En voici quelques exemples :

— I, 1, p. 37 : « Le 15 septembre 1840, vers six heures du matin (…) » (ouverture du roman).

I, 5, p. 120 : « Vers six heures du soir, (Frédéric) se présenta chez elle (Marie Arnoux). »

— I, 6, p. 124 : « Les six premiers mois surtout (à Nogent, après le retour de Paris) furent abominables (pour Frédéric). »

— Il, 2, p. 164 : « Mais à présent, songea-t-il (six heures sonnaient), Arnoux est chez lui sans doute. »

— Il, 4, p. 267 ; « (Frédéric) perdit d’un seul coup soixante mille francs. »

— III, 4, p. 420 : « Six heures sonnaient. La veilleuse s’éteignit (mort de l’enfant de Frédéric et Rosanette).

— Combinaisons entre les nombres de base —

Comme dans Madame Bovary, II arrive assez fréquemment que Flaubert combine dans le même énoncé — ou dans des passages constituant un ensemble — certains des six nombres de base que je viens d’examiner. Ces exemples me paraissent, dans ces conditions, particulièrement signifiants.

DONNÉES AFFICHÉES:

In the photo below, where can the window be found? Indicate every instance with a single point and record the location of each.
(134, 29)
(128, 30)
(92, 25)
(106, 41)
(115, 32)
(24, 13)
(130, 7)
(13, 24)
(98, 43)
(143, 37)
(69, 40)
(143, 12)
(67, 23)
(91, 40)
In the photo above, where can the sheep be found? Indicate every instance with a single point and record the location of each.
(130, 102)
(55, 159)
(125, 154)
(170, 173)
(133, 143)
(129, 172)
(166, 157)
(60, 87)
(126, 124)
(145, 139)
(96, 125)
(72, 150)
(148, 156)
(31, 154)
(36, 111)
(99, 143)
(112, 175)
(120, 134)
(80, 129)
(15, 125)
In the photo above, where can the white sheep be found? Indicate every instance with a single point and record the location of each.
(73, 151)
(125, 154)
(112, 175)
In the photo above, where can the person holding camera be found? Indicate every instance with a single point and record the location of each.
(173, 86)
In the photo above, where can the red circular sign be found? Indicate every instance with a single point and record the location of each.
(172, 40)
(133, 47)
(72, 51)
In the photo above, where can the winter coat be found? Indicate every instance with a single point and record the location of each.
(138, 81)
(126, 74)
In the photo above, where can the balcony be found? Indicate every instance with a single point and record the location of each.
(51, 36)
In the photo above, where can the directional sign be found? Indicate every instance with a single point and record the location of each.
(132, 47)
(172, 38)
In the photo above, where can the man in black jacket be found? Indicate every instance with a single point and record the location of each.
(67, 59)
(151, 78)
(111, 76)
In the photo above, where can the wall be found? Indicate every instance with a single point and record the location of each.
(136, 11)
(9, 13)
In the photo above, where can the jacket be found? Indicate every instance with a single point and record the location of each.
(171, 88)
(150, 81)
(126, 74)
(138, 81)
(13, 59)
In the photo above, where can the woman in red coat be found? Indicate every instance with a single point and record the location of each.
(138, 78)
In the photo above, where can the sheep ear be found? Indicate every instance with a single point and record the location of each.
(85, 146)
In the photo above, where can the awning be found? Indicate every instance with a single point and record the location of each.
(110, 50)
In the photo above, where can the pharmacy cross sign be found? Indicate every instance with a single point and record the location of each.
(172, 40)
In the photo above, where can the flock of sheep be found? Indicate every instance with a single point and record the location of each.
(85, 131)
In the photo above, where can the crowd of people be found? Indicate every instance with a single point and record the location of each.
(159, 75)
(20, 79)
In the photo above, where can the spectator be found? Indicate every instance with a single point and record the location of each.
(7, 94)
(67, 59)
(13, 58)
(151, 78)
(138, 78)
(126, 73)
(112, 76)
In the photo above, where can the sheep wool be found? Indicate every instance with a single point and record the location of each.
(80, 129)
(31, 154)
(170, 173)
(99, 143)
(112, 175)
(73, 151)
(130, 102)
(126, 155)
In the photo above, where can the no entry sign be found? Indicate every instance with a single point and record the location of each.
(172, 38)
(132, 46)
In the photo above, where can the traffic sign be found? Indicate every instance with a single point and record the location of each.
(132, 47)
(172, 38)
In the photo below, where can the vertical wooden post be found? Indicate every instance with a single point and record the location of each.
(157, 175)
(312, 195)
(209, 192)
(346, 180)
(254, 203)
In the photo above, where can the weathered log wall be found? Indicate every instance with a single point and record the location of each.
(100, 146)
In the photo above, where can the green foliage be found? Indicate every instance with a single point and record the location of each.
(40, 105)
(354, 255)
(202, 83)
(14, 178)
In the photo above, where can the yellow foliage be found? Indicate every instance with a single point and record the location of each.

CONSIGNE ÉCRITE A:
Relevez tous les numéros de page cités dans l'extrait.
CONSIGNE ÉCRITE B:
Recopiez le passage de l'extrait qui va de « Comme dans Madame » jusqu'à « conditions, particulièrement signifiants. ».
CONSIGNE ÉCRITE C:
D'après l'extrait, quelle somme Frédéric perd-il d'un seul coup ?

RÉPONSE ÉCRITE A:
37, 120, 124, 164, 267, 420

RÉPONSE ÉCRITE B:
Comme dans Madame Bovary, II arrive assez fréquemment que Flaubert combine dans le même énoncé — ou dans des passages constituant un ensemble — certains des six nombres de base que je viens d’examiner. Ces exemples me paraissent, dans ces conditions, particulièrement signifiants.

RÉPONSE ÉCRITE C:
Soixante mille francs.